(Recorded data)
^^^^^^^^

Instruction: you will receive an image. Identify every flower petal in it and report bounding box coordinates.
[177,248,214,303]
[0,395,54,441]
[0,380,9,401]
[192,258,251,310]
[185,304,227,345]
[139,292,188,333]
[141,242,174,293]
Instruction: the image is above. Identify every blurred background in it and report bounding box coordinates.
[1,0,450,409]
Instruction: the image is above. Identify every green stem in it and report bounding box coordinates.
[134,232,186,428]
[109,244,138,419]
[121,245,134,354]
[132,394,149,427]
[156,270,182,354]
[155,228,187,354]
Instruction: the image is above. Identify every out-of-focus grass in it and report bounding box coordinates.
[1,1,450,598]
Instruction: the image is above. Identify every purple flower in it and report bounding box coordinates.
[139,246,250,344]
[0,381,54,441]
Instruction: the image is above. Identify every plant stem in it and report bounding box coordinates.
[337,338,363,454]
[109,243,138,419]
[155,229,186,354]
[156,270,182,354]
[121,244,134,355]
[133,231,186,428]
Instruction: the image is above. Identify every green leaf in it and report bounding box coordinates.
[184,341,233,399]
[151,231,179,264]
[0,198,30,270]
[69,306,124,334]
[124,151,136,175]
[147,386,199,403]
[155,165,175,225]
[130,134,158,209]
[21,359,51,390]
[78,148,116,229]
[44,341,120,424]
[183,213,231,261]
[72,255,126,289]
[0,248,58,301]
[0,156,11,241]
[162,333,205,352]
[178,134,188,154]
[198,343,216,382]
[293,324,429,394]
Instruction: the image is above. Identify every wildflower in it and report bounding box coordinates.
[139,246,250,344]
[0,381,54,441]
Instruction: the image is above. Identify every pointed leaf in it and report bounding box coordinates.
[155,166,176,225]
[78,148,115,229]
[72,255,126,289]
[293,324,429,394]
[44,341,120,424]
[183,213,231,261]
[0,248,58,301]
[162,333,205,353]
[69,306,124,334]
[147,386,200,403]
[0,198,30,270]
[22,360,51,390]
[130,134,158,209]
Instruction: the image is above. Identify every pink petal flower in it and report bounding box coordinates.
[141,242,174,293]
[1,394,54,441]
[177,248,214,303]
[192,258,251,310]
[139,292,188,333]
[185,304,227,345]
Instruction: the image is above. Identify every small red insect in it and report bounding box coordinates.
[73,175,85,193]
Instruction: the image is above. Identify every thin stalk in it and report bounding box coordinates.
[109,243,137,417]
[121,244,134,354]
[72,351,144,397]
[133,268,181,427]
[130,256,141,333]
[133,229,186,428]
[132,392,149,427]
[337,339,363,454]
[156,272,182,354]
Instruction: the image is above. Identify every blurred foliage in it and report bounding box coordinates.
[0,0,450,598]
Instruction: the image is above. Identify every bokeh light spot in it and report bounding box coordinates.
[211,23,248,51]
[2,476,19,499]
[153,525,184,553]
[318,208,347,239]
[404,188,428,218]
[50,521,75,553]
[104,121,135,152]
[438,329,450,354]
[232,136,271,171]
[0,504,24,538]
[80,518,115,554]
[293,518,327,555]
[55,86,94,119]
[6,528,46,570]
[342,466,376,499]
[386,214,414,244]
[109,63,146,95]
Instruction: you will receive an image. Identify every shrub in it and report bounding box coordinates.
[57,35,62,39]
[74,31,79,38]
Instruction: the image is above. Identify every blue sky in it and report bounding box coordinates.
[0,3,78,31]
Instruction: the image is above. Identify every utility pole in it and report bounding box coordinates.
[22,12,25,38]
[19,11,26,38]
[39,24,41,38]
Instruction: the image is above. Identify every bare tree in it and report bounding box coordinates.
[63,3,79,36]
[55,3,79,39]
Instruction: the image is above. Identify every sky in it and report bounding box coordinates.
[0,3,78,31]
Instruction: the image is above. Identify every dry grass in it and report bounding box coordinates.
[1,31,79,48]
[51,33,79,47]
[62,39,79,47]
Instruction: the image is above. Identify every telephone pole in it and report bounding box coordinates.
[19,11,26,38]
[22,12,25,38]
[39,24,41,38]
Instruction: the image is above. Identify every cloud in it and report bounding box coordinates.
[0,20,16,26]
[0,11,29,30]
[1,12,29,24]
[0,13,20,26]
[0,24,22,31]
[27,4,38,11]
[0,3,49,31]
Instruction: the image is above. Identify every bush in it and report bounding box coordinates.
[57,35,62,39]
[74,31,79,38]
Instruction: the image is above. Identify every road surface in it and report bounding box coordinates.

^^^^^^^^

» EXERCISE OBJECTIVE
Every line of the data should be copied exactly.

» ANSWER TO THIS EXERCISE
Instruction: you will receive an image. Identify every flower petal in it and report bounding box coordinates.
[177,248,214,303]
[0,395,54,441]
[0,380,9,401]
[192,258,251,310]
[185,304,227,345]
[139,292,188,333]
[141,242,174,293]
Instruction: the image is above. Identify every blurred background in it and report bounding box coordinates.
[1,0,450,409]
Instruction: the image is above. Identify every green stem in it and report bounding box coordinates.
[134,232,186,428]
[109,244,138,419]
[121,245,134,354]
[132,394,149,427]
[156,270,182,354]
[155,228,187,354]
Instruction: the image is above. Identify every out-of-focus grass in it and report bounding box coordinates.
[1,1,450,598]
Instruction: the image is above. Identify every purple flower in it and report bounding box coordinates.
[139,246,250,344]
[0,381,54,441]
Instruction: the image is above. Identify every plant stem in it and report bounding box coordinates.
[337,338,363,454]
[109,243,138,419]
[155,229,186,354]
[156,270,182,354]
[121,244,134,355]
[133,231,186,428]
Instruction: the image is above. Identify every green leaf in it and report bounding box coordinates.
[184,341,233,399]
[151,231,179,264]
[0,198,30,270]
[69,306,124,334]
[124,151,136,175]
[147,386,199,403]
[155,165,175,225]
[130,134,158,209]
[21,359,51,390]
[78,148,116,229]
[44,341,120,424]
[183,213,231,261]
[72,255,126,289]
[0,248,58,301]
[0,156,11,241]
[162,333,205,352]
[178,134,188,154]
[198,343,216,382]
[293,324,429,394]
Instruction: the image is above. Identify every wildflower in it and report bounding box coordinates.
[139,246,250,344]
[0,381,54,441]
Instruction: the image is above. Identify every pointed leaf in it and report bounding box coordinates.
[155,166,176,225]
[78,148,115,229]
[72,255,126,289]
[293,324,429,394]
[44,341,120,424]
[183,213,231,261]
[0,248,58,301]
[162,333,205,353]
[69,306,124,334]
[147,386,200,403]
[0,198,30,270]
[22,360,51,390]
[130,134,158,209]
Instruction: the image is above. Identify every pink petal flower in it and report bounding box coordinates.
[141,242,174,293]
[1,394,54,441]
[177,248,214,303]
[192,258,251,310]
[139,292,188,333]
[185,304,227,345]
Instruction: the image is above. Identify every small red insect in it and report bounding box coordinates.
[73,175,85,193]
Instruction: the image is above. Identify every thin stalk in it and report bounding box coordinates.
[109,243,137,417]
[121,244,134,354]
[72,351,144,397]
[133,268,181,427]
[130,256,141,333]
[133,229,186,428]
[132,392,149,427]
[337,339,363,454]
[156,272,182,354]
Instruction: the image is above. Identify every blurred foliage in it and report bounding box coordinates.
[0,0,450,598]
Instruction: the image is above. Identify every bokeh light spot in it and report bounding box coordinates.
[211,23,248,51]
[2,476,19,499]
[153,525,184,553]
[318,208,347,239]
[404,188,428,218]
[50,521,75,553]
[104,121,135,152]
[438,329,450,354]
[232,136,271,171]
[0,504,24,538]
[80,518,115,554]
[293,518,327,555]
[55,86,94,119]
[6,528,46,570]
[342,466,376,499]
[386,214,414,244]
[109,63,146,95]
Instruction: you will receive an image. Identify every shrub in it and report bounding box coordinates.
[57,35,62,39]
[74,31,79,38]
Instruction: the image is above. Identify every blue sky in it and report bounding box coordinates.
[0,3,78,31]
Instruction: the image is above. Identify every utility pole in it and report bounding box coordinates.
[22,12,25,38]
[19,11,26,38]
[39,24,41,38]
Instruction: the image is above. Identify every bare tree in it and report bounding box coordinates.
[63,3,79,36]
[55,3,79,39]
Instruction: the image is above. Identify every sky in it and report bounding box coordinates.
[0,3,78,31]
Instruction: the image is above. Identify every dry grass in it and report bounding box coordinates.
[1,31,79,48]
[51,33,79,47]
[62,39,79,47]
Instruction: the image is above. Identify every telephone pole in it and report bounding box coordinates.
[19,11,26,38]
[22,12,25,38]
[39,24,41,38]
Instruction: the image is above. Identify every cloud in it and report bounding box coordinates.
[0,20,16,26]
[0,11,29,30]
[1,12,29,24]
[0,13,20,26]
[0,24,22,31]
[27,4,38,11]
[0,3,49,31]
Instruction: the image is above. Identify every bush in it and report bounding box coordinates.
[57,35,62,39]
[74,31,79,38]
Instruction: the image is above. Identify every road surface in it and report bounding box coordinates.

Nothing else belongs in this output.